#### [Excerpted text]
Skip to content

Senate backlash on pandemic aid sets up September stopgap fight

GOP spending pushback led to Democrats' hard line in talks; Trump executive actions intended to buy time

Sen. Ron Johnson, R-Wis., says no deal is good news for "future generations."
Sen. Ron Johnson, R-Wis., says no deal is good news for "future generations." (Tom Williams/CQ Roll Call)

If coronavirus relief talks are at a stalemate, as top administration officials and Democrats said this week, it may be a divided Senate GOP that set the first dominoes tumbling.

And it may take the threat of a partial government shutdown next month to get things back on track.

The next deadline to force action is Sept. 30, when Congress has to pass a continuing resolution to keep federal agencies operating at least through the November elections. Combining stopgap funds and pandemic relief into one bill could be a less painful vote for Republicans than separate votes on each.

“I think it would be better for Republicans, instead of taking two expensive votes, to take one expensive vote and make it a little more convoluted with the [continuing resolution],” said a GOP lobbyist who asked for anonymity in order to speak candidly. “Do a bunch of COVID stuff on a CR and call it a day.”

Senate Labor-HHS-Education Appropriations Chairman Roy Blunt, R-Mo., who helped write a major piece of the Senate GOP’s $1 trillion series of relief measures, told reporters Wednesday it was likely that negotiations bleed into the stopgap funding talks after Labor Day.

Blunt said a deal could be reached sooner if Democrats agreed to drop about one-third of the nearly $3.4 trillion House-passed relief bill, which he said “had nothing to do with COVID-19.”

Blunt’s GOP colleagues contributed to the impasse. Once Majority Leader Mitch McConnell publicly admitted he’d lose some 20 votes from his own caucus for the proposals he rolled out late last month, Speaker Nancy Pelosi and Senate Minority Leader Charles E. Schumer thought they had Republicans in checkmate.

Loading the player...

“As you have seen from the majority leader, Mr. McConnell, they don’t have the votes,” Pelosi said on MSNBC on Aug. 5. “They have votes for practically nothing.”

The lack of a firm negotiating position and the vulnerability of GOP senators facing tough reelection battles would ultimately force Republicans to capitulate, the thinking went. But Pelosi and Schumer’s hard-line stance ultimately pushed Treasury Secretary Steven Mnuchin and White House Chief of Staff Mark Meadows, the GOP’s top negotiators, away from the table.

#### [Data under study]
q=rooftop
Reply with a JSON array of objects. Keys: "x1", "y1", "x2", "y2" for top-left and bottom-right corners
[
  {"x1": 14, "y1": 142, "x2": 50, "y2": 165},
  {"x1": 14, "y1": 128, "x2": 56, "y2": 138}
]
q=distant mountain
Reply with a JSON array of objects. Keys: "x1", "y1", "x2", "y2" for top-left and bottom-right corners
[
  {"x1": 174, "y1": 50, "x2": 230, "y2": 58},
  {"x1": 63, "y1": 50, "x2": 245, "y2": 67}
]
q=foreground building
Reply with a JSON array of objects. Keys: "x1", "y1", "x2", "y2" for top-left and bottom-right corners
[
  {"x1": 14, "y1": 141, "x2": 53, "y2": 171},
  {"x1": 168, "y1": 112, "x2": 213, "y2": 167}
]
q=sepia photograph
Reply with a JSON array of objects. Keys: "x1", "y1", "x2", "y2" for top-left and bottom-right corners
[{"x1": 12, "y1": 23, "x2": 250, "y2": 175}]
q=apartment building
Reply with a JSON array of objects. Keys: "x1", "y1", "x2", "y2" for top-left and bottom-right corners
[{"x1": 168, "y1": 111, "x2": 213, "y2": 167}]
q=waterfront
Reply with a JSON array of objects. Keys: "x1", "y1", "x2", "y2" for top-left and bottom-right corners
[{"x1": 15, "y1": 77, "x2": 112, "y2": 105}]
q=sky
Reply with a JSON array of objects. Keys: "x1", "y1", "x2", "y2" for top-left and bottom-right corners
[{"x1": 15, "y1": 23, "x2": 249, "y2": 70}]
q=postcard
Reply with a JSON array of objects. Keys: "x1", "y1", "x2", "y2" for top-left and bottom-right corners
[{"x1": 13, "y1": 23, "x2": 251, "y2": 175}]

* * *

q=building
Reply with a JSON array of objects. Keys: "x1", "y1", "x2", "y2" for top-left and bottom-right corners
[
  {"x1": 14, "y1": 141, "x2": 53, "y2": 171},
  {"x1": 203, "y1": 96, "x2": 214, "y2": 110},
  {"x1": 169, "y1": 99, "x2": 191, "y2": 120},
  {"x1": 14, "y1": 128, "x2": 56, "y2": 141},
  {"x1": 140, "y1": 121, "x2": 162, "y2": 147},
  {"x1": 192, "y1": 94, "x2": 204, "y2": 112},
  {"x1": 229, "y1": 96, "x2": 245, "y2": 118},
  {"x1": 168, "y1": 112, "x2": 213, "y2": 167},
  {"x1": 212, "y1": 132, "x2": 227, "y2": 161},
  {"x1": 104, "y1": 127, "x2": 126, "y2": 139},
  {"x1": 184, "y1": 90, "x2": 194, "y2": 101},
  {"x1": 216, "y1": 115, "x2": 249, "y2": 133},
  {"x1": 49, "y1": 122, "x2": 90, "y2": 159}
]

#### [Exercise]
Translate this sentence from the article on the Senate pandemic aid fight into Spanish: "Blunt's GOP colleagues contributed to the impasse." The data are drawn from a source separate from the text.

#### [Answer to the problem]
Los colegas republicanos de Blunt contribuyeron al estancamiento.